DATASET CONTENT: Begin

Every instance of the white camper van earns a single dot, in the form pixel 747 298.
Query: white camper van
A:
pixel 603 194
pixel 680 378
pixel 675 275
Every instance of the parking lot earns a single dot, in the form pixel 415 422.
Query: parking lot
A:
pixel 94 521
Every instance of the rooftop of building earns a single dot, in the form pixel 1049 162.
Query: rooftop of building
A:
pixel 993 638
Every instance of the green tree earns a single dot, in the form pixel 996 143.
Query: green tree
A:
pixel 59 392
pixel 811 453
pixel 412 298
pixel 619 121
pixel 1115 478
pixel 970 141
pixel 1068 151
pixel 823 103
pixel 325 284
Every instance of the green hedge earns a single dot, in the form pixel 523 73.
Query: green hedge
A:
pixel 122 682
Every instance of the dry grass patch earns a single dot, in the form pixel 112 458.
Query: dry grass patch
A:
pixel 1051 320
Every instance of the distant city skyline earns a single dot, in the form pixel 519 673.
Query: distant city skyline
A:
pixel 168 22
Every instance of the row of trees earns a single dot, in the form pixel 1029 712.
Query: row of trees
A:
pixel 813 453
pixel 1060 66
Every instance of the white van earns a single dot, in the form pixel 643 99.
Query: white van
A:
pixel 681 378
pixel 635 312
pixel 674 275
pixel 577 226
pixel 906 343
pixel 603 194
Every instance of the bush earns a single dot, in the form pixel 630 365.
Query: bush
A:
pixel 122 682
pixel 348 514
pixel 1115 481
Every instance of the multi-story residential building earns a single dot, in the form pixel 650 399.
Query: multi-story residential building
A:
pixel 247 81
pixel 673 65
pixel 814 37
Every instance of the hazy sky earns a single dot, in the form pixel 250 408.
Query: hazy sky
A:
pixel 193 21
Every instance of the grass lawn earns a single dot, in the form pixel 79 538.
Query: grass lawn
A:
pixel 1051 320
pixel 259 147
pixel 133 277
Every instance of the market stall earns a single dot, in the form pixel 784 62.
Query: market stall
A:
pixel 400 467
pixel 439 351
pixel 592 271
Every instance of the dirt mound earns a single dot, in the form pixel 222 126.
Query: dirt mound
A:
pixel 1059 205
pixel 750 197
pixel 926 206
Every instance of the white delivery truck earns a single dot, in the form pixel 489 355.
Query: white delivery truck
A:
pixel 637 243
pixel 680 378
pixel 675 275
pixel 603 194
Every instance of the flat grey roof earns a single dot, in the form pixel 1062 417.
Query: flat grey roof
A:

DATASET CONTENT: End

BRIEF. From the line that contains "Every instance of the grass" through the final line of the entries above, every line must be reproduced exactly and nothing more.

EXERCISE SOLUTION.
Every instance of the grass lawn earns a single dot, in the form pixel 79 538.
Query: grass lawn
A:
pixel 1051 320
pixel 259 147
pixel 133 277
Every instance of the market stall earns a single dot, in the form pixel 784 62.
Query: market stall
A:
pixel 400 467
pixel 439 351
pixel 592 271
Every instance of the dirt mound earns a single dot, in the form pixel 222 126.
Query: dirt mound
A:
pixel 1059 205
pixel 750 197
pixel 926 206
Every instance of the white delivery truck earns a single dot, in the form pixel 489 355.
Query: white delivery truck
A:
pixel 637 243
pixel 680 378
pixel 675 275
pixel 603 194
Every instance of the flat grey roof earns a single dot, in the form pixel 1062 417.
Query: flat grey roof
A:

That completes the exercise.